▶ Assignment:
All the records below must be returned exactly as they stand.

─── Available data

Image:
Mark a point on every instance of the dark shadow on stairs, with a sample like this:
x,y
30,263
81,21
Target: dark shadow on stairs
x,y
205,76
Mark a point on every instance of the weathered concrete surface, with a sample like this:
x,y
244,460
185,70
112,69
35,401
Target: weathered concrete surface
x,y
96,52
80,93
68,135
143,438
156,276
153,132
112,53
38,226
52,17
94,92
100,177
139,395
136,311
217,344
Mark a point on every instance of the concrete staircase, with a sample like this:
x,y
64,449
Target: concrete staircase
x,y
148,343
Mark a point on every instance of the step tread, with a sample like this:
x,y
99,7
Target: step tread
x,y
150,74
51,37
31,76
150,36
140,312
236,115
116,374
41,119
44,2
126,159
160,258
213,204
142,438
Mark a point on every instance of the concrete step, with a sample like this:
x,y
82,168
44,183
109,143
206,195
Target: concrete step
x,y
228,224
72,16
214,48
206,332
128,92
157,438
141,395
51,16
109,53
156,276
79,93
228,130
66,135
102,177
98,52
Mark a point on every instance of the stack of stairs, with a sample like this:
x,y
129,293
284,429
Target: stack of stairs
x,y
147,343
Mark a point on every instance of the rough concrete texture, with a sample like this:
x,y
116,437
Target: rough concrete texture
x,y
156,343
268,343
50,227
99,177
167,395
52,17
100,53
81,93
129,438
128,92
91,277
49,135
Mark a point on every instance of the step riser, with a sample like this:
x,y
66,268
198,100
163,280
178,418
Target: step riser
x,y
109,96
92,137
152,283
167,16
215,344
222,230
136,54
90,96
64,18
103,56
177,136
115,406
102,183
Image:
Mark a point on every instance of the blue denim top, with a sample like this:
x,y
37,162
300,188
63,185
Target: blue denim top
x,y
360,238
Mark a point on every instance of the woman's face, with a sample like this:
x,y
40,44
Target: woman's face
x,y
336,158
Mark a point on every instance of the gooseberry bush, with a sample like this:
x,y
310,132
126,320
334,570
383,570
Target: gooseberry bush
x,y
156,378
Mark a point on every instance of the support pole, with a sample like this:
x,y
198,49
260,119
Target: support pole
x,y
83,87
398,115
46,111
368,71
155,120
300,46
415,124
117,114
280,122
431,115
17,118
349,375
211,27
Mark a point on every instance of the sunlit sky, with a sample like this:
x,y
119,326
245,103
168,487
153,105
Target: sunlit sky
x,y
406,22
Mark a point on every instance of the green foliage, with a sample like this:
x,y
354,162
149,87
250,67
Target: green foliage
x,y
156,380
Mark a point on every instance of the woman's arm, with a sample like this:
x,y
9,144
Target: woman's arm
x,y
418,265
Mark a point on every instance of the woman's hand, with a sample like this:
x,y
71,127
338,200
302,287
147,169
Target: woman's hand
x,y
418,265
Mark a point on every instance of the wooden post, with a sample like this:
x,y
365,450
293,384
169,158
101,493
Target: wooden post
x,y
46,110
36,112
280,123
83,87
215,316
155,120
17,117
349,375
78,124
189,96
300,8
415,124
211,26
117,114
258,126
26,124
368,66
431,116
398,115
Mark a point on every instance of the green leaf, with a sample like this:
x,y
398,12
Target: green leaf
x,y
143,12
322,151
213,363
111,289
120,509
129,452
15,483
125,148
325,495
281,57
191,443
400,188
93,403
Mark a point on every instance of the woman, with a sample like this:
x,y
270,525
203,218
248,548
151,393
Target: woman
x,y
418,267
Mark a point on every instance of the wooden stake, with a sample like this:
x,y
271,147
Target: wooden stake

──────

▶ Solution to this problem:
Image:
Mark a point on every instance of the dark shadow on stairs, with a sample like this:
x,y
30,263
81,21
Target: dark shadow on stairs
x,y
205,76
Mark a point on every instance of the weathered concrete surface, with a sample like this:
x,y
244,460
185,70
112,69
35,401
Target: weathered concrete surface
x,y
96,52
80,93
68,135
143,438
156,276
153,132
112,53
38,226
52,17
94,92
100,177
139,395
136,311
217,344
Mark a point on every instance of the concrete staircase, with a sample like this:
x,y
64,449
Target: concrete staircase
x,y
148,343
Mark a point on every instance of the step tread, with a sample like this:
x,y
99,7
Target: step tread
x,y
150,74
51,37
31,76
150,36
140,312
236,115
116,374
41,119
44,2
126,159
160,258
213,204
142,438
Mark a point on every instance of the concrete step, with a sample like this:
x,y
82,168
44,183
109,143
206,195
Target: concrete step
x,y
228,224
72,16
214,48
206,332
128,92
157,438
141,395
51,16
109,53
156,276
79,93
228,130
66,135
102,177
98,52
Mark a point on every instance of the stack of stairs, with a sample like this:
x,y
129,293
284,429
Target: stack of stairs
x,y
147,343
Mark a point on every instance of the rough concrete texture, with a sample like this:
x,y
116,437
Target: rough concrete texture
x,y
156,343
268,343
50,227
99,177
167,395
52,17
100,53
81,93
129,438
128,92
91,277
49,135
Mark a point on every instance of the step riser, with a sample like this:
x,y
66,268
198,100
163,280
178,418
Target: step riser
x,y
109,96
92,137
152,283
167,16
215,344
222,230
136,54
90,96
64,18
103,56
177,136
115,406
102,183
Image:
Mark a point on every instance of the blue denim top, with a sample like this:
x,y
37,162
300,188
63,185
Target: blue denim top
x,y
360,238
Mark a point on every instance of the woman's face, with a sample like this:
x,y
40,44
Target: woman's face
x,y
336,158
Mark a point on every instance of the gooseberry bush, with a sample like this:
x,y
310,132
126,320
334,570
383,570
Target: gooseberry bush
x,y
156,378
Mark a point on every instance of the support pole, with a sample like this:
x,y
198,49
260,119
Target: support pole
x,y
83,87
398,115
46,111
368,71
155,120
300,46
415,124
117,114
280,122
431,115
17,118
349,375
211,27
Mark a point on every instance of the sunlit sky, with a sample like this:
x,y
119,326
245,103
168,487
153,105
Target: sunlit sky
x,y
406,22
Mark a point on every instance of the green foliage, with a sample like this:
x,y
354,162
149,87
250,67
Target: green foliage
x,y
156,380
Mark a point on every instance of the woman's arm, with a sample like this:
x,y
9,144
Target: woman's arm
x,y
418,265
Mark a point on every instance of the woman's hand, with a sample like this:
x,y
71,127
338,200
302,287
147,169
Target: woman's hand
x,y
418,265
Mark a point on every instance of the wooden post, with a sample like this:
x,y
365,450
293,384
169,158
101,493
Target: wooden post
x,y
46,110
36,112
280,123
83,87
215,316
155,120
17,117
349,375
78,124
189,96
300,8
415,124
211,26
117,114
258,126
26,124
368,66
431,116
398,115
Mark a point on every instance of the green leaf, with a sample like this:
x,y
398,12
Target: green leaf
x,y
143,12
322,151
213,363
111,289
120,509
129,452
15,483
125,148
325,495
281,57
191,443
400,188
93,403
Mark a point on every instance of the woman, with a sample like this:
x,y
270,525
203,218
248,548
151,393
Target: woman
x,y
418,267
Mark a point on every instance of the wooden stake, with a sample like this:
x,y
271,147
Target: wooden stake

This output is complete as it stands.